***** Source records *****

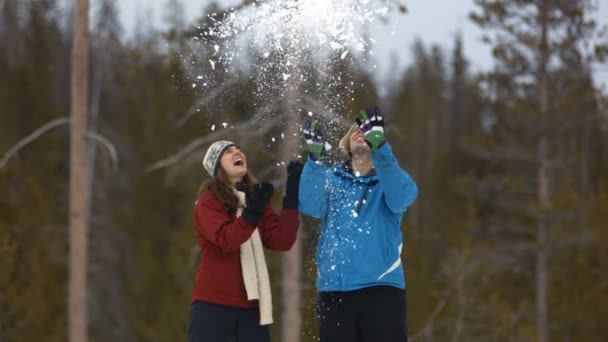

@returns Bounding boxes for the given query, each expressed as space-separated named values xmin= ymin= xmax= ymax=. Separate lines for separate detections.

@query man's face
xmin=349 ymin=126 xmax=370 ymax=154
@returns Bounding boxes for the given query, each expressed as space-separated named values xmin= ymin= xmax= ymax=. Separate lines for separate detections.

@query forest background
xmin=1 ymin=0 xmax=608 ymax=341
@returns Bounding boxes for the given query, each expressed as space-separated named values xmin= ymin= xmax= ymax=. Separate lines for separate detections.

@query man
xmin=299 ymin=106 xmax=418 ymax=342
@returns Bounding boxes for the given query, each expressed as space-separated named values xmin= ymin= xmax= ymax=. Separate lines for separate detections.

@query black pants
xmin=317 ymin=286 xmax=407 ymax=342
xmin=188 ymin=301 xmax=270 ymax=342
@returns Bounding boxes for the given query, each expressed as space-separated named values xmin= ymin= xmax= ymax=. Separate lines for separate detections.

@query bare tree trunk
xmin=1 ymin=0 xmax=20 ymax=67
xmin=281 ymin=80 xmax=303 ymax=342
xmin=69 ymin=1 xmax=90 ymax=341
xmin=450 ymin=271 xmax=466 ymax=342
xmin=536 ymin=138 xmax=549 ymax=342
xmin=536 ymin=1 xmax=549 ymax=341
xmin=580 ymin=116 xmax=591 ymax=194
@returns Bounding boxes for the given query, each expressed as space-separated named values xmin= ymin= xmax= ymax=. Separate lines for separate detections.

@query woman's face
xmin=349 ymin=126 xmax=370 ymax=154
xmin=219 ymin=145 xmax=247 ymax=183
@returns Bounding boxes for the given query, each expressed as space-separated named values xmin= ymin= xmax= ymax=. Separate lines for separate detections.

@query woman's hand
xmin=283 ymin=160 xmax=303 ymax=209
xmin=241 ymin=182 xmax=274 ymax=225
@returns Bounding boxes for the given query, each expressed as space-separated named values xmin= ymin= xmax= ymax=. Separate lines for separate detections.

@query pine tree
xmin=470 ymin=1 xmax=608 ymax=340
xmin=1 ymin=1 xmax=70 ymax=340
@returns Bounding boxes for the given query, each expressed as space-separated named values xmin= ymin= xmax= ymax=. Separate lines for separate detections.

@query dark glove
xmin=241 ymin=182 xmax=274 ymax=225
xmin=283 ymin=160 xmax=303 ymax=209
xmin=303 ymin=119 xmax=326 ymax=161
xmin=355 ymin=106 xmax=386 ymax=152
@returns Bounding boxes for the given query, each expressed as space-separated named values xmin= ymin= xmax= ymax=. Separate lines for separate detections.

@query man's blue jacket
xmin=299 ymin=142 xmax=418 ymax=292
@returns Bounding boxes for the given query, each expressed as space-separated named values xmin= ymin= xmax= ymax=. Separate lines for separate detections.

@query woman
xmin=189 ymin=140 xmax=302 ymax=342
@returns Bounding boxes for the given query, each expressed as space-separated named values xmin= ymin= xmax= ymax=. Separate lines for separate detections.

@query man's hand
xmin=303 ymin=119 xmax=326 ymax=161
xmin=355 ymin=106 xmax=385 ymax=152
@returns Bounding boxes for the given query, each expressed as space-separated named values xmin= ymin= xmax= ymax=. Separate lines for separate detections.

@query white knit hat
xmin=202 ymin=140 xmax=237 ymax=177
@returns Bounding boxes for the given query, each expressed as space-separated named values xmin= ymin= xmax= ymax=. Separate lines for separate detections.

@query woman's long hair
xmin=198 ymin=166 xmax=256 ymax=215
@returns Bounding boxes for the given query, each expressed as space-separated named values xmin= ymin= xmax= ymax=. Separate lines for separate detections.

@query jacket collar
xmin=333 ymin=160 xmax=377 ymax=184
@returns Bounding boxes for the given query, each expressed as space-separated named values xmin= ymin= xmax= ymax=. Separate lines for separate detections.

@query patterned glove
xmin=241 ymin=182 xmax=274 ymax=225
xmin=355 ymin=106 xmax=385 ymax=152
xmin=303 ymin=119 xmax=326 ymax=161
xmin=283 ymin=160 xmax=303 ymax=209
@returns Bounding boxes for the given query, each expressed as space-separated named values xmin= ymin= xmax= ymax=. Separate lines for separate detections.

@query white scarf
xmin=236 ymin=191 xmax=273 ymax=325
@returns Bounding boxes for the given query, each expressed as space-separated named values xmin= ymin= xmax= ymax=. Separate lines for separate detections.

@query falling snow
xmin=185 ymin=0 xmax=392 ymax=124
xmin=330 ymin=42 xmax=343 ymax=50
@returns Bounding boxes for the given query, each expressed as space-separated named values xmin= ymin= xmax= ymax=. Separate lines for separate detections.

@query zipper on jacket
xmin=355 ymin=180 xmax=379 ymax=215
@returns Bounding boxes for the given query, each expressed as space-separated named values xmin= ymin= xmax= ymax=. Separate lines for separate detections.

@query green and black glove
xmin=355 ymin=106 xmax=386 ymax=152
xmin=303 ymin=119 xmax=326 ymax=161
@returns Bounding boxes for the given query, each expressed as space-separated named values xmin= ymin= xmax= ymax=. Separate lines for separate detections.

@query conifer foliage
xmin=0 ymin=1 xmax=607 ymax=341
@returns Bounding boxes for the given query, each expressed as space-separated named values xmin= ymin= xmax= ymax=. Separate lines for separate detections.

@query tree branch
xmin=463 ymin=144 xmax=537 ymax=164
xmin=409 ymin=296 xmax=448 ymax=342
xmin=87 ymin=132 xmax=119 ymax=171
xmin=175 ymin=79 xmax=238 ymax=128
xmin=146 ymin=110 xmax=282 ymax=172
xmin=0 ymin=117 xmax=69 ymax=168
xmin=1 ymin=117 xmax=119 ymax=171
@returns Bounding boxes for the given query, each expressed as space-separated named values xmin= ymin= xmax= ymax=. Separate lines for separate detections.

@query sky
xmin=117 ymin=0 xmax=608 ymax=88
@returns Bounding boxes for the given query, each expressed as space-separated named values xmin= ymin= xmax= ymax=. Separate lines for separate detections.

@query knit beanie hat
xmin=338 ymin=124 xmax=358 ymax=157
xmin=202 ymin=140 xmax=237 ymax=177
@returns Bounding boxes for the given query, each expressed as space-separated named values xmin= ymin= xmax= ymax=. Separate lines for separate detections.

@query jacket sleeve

*****

▶ **What this task involves**
With the pictures left aside, set down each entry above exactly as it stands.

▶ **Solution for this task**
@returns Bounding boxes for the given query, each expressed as space-separated named values xmin= ymin= xmax= ymax=. Separate lines for separate detections.

@query man's face
xmin=349 ymin=126 xmax=370 ymax=154
@returns Bounding boxes for the given query, each expressed as space-separated named values xmin= ymin= xmax= ymax=. Separate lines for separate detections.

@query forest background
xmin=1 ymin=0 xmax=608 ymax=341
@returns Bounding boxes for the given query, each expressed as space-separated named values xmin= ymin= xmax= ymax=. Separate lines for separate detections.

@query man
xmin=299 ymin=106 xmax=418 ymax=342
@returns Bounding boxes for the given query, each expressed as space-separated named values xmin= ymin= xmax= ymax=. Separate lines for separate detections.

@query black pants
xmin=317 ymin=286 xmax=407 ymax=342
xmin=188 ymin=301 xmax=270 ymax=342
@returns Bounding boxes for the given query, each expressed as space-separated named values xmin= ymin= xmax= ymax=. Separate lines for separate detections.

@query bare tree trunk
xmin=1 ymin=0 xmax=20 ymax=67
xmin=281 ymin=80 xmax=303 ymax=342
xmin=69 ymin=1 xmax=90 ymax=341
xmin=450 ymin=271 xmax=466 ymax=342
xmin=536 ymin=138 xmax=549 ymax=342
xmin=536 ymin=1 xmax=549 ymax=341
xmin=580 ymin=116 xmax=591 ymax=194
@returns Bounding boxes for the given query, each expressed as space-separated named values xmin= ymin= xmax= ymax=. Separate lines for separate detections.

@query woman's face
xmin=349 ymin=126 xmax=370 ymax=154
xmin=219 ymin=145 xmax=247 ymax=183
@returns Bounding boxes for the given query, each expressed as space-separated named values xmin= ymin= xmax= ymax=. Separate lines for separate detections.

@query woman's hand
xmin=283 ymin=160 xmax=303 ymax=209
xmin=241 ymin=182 xmax=274 ymax=225
@returns Bounding boxes for the given query, each expressed as space-separated named values xmin= ymin= xmax= ymax=. Separate lines for separate detections.

@query pine tree
xmin=470 ymin=1 xmax=608 ymax=340
xmin=1 ymin=1 xmax=70 ymax=340
@returns Bounding boxes for the given query, each expressed as space-separated named values xmin= ymin= xmax= ymax=. Separate lines for separate detections.

@query dark glove
xmin=241 ymin=182 xmax=274 ymax=225
xmin=283 ymin=160 xmax=303 ymax=209
xmin=303 ymin=119 xmax=326 ymax=161
xmin=355 ymin=106 xmax=386 ymax=152
@returns Bounding boxes for the given query, each expressed as space-separated named values xmin= ymin= xmax= ymax=. Separate lines for separate detections.

@query man's blue jacket
xmin=299 ymin=142 xmax=418 ymax=292
@returns Bounding boxes for the given query, each expressed as space-separated named values xmin= ymin= xmax= ymax=. Separate lines for separate detections.

@query woman
xmin=189 ymin=140 xmax=302 ymax=342
@returns Bounding boxes for the given query, each expressed as space-separated named values xmin= ymin= xmax= ymax=. Separate lines for separate detections.

@query man's hand
xmin=303 ymin=119 xmax=326 ymax=161
xmin=355 ymin=106 xmax=385 ymax=152
@returns Bounding boxes for the given query, each expressed as space-separated named values xmin= ymin= xmax= ymax=. Separate lines for separate detections.

@query white knit hat
xmin=202 ymin=140 xmax=237 ymax=177
@returns Bounding boxes for the given query, each expressed as space-separated named values xmin= ymin= xmax= ymax=. Separate lines for separate detections.

@query woman's long hair
xmin=198 ymin=166 xmax=256 ymax=215
@returns Bounding boxes for the given query, each expressed as space-separated named values xmin= ymin= xmax= ymax=. Separate lines for separate detections.

@query jacket collar
xmin=333 ymin=160 xmax=377 ymax=184
@returns Bounding boxes for the given query, each expressed as space-separated named values xmin= ymin= xmax= ymax=. Separate lines for separate detections.

@query patterned glove
xmin=241 ymin=182 xmax=274 ymax=225
xmin=355 ymin=106 xmax=385 ymax=152
xmin=303 ymin=119 xmax=326 ymax=161
xmin=283 ymin=160 xmax=303 ymax=209
@returns Bounding boxes for the given query, each expressed as space-separated named values xmin= ymin= xmax= ymax=. Separate lines for separate detections.

@query white scarf
xmin=236 ymin=191 xmax=273 ymax=325
@returns Bounding boxes for the given query, each expressed as space-separated named values xmin= ymin= xmax= ymax=. Separate lines for separate detections.

@query falling snow
xmin=185 ymin=0 xmax=392 ymax=124
xmin=330 ymin=42 xmax=343 ymax=50
@returns Bounding boxes for the given query, each expressed as space-separated named values xmin= ymin= xmax= ymax=. Separate lines for separate detections.

@query zipper on jacket
xmin=355 ymin=180 xmax=379 ymax=215
@returns Bounding boxes for the given query, each expressed as space-separated named values xmin= ymin= xmax= ymax=. Separate lines for separate detections.

@query green and black glove
xmin=355 ymin=106 xmax=386 ymax=152
xmin=303 ymin=119 xmax=326 ymax=161
@returns Bounding boxes for the given query, each expressed as space-separated named values xmin= ymin= xmax= ymax=. Separate lines for separate detections.

@query conifer foliage
xmin=0 ymin=1 xmax=607 ymax=341
@returns Bounding boxes for the given query, each expressed as space-separated named values xmin= ymin= xmax= ymax=. Separate lines for separate detections.

@query tree branch
xmin=463 ymin=144 xmax=537 ymax=164
xmin=409 ymin=296 xmax=448 ymax=342
xmin=87 ymin=132 xmax=119 ymax=171
xmin=175 ymin=79 xmax=238 ymax=128
xmin=146 ymin=110 xmax=282 ymax=172
xmin=0 ymin=117 xmax=69 ymax=168
xmin=1 ymin=117 xmax=119 ymax=171
@returns Bounding boxes for the given query, each expressed as space-separated named values xmin= ymin= xmax= ymax=. Separate lines for separate detections.

@query sky
xmin=117 ymin=0 xmax=608 ymax=88
@returns Bounding boxes for the given query, each expressed as space-separated named values xmin= ymin= xmax= ymax=. Separate lines for separate detections.

@query knit beanie hat
xmin=338 ymin=124 xmax=358 ymax=157
xmin=202 ymin=140 xmax=237 ymax=177
@returns Bounding boxes for the given query, each expressed as space-separated named values xmin= ymin= xmax= ymax=. Separate lines for separate detections.

@query jacket sleeve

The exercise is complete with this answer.